**REQUIRED WORK:**
In the passage on Tacy's coaching career, reproduce everything from "Maybe Tacy's best" down to "Eight to Marquette.", substituting "roster" for "squad".

One of Tacy's thrills as a coach was winning the old Big Four Tournament, which was a yearly battle among North Carolina's four ACC schools in Greensboro. Tacy won four of the 11 tournaments, which ended with the 1980-81 season, including three in a row in the 1975-77 seasons.
"He just thought it was always important in the recruiting battles to try and win the Big Four, so he pushed his teams hard," Nestor said.
Maybe Tacy's best team was the 1976-77 squad that made it to the Midwest Region finals. The Deacons, which were led by Brown, Griffin, Schellenberg and Johnson, went 22-8 but lost in the Elite Eight to Marquette.
In 1984 the Deacons beat DePaul in the NCAA Tournament in overtime in the final game of Coach Ray Meyer's career to reach the Elite Eight. The Deacons lost to Houston, the eventual national runner-up, in the regional final.

Collected data entries:
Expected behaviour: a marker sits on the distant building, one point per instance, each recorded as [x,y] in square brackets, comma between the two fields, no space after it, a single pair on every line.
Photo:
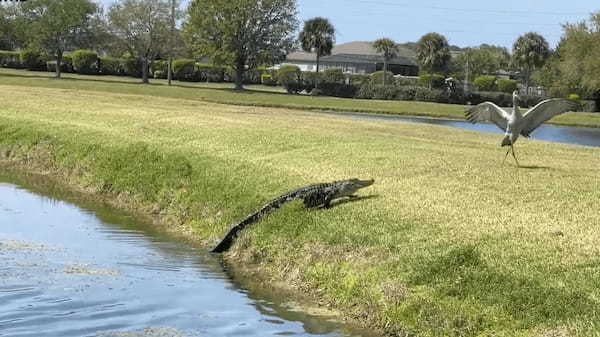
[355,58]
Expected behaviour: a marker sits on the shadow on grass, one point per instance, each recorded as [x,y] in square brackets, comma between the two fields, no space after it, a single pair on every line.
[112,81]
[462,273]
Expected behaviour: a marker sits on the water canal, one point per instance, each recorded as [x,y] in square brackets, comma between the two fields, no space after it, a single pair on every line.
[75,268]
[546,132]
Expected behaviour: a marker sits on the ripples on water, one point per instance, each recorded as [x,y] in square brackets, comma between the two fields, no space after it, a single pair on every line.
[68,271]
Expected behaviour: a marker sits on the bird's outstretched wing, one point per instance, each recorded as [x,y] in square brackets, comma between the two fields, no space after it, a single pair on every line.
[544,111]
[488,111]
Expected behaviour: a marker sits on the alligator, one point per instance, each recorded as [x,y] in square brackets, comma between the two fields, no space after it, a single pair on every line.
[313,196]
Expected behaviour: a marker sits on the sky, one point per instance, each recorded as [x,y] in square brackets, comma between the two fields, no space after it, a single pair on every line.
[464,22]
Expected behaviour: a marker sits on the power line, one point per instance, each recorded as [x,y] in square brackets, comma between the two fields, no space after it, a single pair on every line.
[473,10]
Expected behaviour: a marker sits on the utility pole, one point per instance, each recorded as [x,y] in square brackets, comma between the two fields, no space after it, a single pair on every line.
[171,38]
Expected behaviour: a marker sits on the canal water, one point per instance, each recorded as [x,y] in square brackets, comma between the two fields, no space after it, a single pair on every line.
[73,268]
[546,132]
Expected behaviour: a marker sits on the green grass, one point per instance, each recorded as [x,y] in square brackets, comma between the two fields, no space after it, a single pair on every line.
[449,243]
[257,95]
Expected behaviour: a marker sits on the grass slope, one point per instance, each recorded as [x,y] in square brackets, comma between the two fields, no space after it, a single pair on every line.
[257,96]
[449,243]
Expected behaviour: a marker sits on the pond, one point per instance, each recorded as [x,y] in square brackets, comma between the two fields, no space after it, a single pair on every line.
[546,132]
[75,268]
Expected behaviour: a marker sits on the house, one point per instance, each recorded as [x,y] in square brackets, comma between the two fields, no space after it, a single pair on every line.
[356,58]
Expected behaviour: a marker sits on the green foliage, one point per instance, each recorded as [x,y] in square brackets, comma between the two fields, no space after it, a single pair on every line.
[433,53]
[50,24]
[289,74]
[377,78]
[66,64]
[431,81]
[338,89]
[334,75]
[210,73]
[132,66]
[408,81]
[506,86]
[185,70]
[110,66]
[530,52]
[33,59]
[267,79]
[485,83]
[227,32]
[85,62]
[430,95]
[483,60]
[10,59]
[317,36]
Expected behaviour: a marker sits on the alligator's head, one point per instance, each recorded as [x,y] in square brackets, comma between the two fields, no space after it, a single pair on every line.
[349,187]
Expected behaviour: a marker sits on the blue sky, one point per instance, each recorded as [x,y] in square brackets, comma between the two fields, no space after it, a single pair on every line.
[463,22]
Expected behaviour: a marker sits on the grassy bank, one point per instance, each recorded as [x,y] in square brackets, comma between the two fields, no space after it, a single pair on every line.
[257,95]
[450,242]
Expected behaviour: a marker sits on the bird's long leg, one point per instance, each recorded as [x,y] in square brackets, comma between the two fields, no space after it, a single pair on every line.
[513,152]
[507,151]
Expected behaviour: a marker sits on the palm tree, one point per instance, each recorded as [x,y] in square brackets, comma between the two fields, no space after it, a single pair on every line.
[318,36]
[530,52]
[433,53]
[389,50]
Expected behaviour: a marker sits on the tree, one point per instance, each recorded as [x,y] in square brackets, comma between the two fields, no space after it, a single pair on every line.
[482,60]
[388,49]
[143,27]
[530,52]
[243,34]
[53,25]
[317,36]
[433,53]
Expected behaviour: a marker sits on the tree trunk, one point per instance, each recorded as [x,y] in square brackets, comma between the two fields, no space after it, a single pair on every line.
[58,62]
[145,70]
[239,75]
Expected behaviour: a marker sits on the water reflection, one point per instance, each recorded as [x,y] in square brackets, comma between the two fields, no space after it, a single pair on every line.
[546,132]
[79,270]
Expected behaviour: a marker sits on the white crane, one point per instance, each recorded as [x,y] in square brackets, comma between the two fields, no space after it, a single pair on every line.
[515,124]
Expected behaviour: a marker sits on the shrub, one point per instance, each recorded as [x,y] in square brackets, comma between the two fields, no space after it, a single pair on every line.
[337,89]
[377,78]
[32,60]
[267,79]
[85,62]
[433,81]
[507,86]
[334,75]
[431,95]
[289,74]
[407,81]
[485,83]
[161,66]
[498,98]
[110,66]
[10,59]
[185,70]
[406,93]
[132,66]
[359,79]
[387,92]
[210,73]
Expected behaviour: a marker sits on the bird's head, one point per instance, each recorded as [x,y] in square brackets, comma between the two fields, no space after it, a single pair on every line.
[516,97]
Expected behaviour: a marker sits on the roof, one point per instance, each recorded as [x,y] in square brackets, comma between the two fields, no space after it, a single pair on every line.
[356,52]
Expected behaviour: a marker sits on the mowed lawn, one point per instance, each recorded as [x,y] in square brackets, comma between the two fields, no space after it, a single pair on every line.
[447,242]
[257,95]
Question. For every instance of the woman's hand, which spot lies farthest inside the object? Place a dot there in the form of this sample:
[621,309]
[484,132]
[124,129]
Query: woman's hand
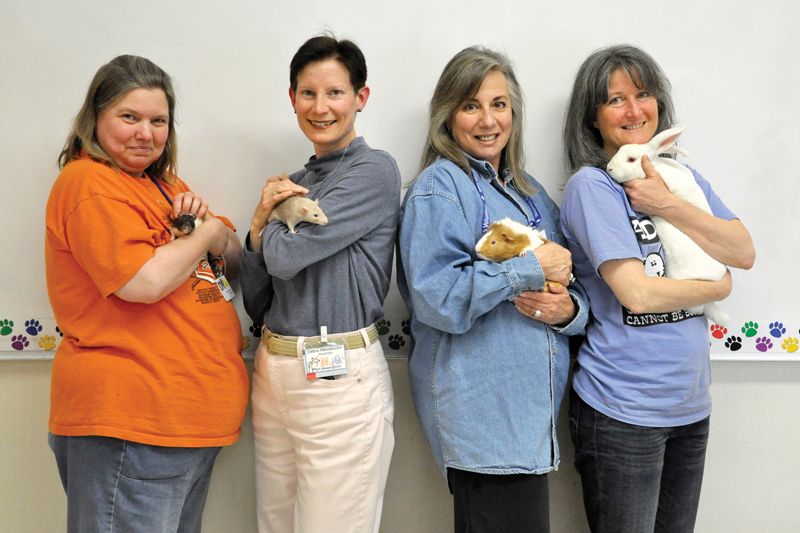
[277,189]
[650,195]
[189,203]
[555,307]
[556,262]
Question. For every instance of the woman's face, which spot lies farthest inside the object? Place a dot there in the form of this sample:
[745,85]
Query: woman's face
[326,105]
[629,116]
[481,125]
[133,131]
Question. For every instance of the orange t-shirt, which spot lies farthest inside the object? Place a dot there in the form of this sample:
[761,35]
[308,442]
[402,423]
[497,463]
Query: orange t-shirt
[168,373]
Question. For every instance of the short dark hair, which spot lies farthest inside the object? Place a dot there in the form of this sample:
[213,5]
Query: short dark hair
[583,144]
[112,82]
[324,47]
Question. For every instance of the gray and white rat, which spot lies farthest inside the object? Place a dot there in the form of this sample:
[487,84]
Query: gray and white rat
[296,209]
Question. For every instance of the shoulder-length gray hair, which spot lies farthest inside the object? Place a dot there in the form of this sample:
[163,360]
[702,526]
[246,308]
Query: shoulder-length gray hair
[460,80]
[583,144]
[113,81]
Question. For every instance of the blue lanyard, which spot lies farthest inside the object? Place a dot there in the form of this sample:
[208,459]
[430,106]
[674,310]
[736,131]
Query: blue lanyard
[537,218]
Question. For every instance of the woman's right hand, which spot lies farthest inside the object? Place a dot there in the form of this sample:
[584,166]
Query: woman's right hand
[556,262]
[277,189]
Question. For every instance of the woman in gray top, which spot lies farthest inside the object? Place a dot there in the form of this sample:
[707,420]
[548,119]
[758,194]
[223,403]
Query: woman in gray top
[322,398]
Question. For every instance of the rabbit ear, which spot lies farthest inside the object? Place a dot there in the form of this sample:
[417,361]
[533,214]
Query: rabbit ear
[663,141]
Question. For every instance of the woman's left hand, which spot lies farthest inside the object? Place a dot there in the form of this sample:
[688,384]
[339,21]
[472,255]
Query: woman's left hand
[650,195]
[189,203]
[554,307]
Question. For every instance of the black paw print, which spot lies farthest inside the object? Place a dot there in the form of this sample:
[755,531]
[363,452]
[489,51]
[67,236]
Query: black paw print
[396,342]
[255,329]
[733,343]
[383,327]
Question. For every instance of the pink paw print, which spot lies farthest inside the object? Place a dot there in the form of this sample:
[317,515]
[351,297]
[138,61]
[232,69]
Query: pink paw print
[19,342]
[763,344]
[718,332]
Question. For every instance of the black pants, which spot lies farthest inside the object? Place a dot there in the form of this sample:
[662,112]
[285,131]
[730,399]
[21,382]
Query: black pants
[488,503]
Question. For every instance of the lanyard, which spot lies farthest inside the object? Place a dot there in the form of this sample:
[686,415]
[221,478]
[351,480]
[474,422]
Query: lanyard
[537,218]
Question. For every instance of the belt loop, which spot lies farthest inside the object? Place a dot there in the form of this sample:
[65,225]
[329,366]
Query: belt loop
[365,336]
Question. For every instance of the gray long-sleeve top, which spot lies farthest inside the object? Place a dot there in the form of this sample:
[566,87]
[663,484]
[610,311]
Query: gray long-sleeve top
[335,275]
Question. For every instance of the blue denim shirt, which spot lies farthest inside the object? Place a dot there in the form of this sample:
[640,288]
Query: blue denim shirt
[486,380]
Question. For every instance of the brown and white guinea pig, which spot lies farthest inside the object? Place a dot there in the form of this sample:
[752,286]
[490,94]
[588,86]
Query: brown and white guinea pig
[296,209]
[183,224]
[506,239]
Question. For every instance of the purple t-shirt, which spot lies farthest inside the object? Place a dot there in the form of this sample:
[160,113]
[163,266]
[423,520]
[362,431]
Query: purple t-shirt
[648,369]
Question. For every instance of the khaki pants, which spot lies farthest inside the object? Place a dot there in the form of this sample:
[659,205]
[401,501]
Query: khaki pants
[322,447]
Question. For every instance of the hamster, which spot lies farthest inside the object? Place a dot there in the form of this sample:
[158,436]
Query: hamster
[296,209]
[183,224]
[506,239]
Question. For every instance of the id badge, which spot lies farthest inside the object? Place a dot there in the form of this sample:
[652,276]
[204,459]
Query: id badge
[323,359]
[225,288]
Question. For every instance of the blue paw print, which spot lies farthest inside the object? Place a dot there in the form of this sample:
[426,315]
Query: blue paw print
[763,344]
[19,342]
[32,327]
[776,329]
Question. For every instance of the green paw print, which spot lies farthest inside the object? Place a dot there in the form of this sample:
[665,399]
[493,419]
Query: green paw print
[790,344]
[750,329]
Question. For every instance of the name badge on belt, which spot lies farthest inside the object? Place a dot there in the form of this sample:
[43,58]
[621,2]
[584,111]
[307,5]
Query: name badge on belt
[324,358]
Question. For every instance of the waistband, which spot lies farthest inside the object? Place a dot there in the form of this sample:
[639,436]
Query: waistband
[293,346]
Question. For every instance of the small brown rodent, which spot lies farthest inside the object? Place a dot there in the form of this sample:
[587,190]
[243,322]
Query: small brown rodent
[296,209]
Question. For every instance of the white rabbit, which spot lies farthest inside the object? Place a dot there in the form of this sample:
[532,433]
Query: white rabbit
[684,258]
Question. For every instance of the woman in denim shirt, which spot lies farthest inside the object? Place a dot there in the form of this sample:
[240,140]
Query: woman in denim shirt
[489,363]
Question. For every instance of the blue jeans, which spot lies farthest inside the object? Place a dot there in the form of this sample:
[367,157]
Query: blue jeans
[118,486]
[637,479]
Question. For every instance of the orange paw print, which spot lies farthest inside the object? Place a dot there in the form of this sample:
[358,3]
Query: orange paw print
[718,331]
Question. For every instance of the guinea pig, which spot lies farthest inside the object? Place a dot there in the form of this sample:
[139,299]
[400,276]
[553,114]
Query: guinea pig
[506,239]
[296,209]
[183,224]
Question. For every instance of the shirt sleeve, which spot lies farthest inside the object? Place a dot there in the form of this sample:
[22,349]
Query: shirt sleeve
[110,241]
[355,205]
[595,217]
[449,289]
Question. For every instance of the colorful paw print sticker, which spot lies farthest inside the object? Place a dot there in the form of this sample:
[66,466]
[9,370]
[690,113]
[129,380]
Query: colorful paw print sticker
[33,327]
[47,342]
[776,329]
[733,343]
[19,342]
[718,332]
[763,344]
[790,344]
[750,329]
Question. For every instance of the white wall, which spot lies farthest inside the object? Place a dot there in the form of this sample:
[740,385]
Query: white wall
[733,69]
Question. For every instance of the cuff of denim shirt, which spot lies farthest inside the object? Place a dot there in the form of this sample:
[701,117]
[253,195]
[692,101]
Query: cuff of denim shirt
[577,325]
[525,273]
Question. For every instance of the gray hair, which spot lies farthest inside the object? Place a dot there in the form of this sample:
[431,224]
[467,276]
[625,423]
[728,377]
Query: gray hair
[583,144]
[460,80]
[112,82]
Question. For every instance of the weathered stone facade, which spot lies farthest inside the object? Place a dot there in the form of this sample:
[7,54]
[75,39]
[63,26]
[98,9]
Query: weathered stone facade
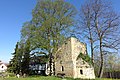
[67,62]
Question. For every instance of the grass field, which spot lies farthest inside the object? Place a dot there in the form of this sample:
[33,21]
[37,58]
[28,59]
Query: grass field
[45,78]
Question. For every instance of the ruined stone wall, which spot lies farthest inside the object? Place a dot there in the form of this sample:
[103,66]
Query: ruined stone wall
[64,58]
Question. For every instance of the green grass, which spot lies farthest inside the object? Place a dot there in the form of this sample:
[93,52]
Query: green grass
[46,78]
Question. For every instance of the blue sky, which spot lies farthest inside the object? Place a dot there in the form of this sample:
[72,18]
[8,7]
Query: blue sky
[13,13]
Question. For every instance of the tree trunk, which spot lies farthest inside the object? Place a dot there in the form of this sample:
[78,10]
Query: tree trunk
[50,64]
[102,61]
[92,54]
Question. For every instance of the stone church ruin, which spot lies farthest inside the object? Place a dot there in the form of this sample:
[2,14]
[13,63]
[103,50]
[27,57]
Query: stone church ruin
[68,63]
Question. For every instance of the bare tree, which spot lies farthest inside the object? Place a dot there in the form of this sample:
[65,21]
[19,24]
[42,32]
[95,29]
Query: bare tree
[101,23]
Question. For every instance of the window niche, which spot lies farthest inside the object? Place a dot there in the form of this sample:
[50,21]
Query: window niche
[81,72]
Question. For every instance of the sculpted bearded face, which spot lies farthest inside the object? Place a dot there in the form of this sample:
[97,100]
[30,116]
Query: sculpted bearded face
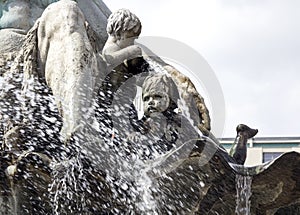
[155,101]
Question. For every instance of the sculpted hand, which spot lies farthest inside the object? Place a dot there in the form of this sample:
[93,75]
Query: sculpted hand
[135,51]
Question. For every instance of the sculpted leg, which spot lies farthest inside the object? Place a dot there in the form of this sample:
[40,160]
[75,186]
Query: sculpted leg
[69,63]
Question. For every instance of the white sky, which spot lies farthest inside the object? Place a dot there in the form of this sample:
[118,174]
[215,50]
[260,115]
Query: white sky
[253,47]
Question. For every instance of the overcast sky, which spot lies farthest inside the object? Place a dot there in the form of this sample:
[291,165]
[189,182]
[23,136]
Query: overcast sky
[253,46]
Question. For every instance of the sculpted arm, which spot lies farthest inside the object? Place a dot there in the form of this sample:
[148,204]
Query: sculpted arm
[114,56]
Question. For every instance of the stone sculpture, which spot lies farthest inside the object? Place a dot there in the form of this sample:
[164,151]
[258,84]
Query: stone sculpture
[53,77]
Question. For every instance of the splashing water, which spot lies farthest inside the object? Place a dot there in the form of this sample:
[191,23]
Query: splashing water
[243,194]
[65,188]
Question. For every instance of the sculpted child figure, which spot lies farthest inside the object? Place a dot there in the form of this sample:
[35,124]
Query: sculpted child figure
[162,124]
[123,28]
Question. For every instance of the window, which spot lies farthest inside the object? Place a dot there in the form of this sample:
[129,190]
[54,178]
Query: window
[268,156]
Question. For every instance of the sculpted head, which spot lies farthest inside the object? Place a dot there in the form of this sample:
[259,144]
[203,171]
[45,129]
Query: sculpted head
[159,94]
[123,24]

**EXERCISE RESULT:**
Maybe Tacy's best team was the 1976-77 roster that made it to the Midwest Region finals. The Deacons, which were led by Brown, Griffin, Schellenberg and Johnson, went 22-8 but lost in the Elite Eight to Marquette.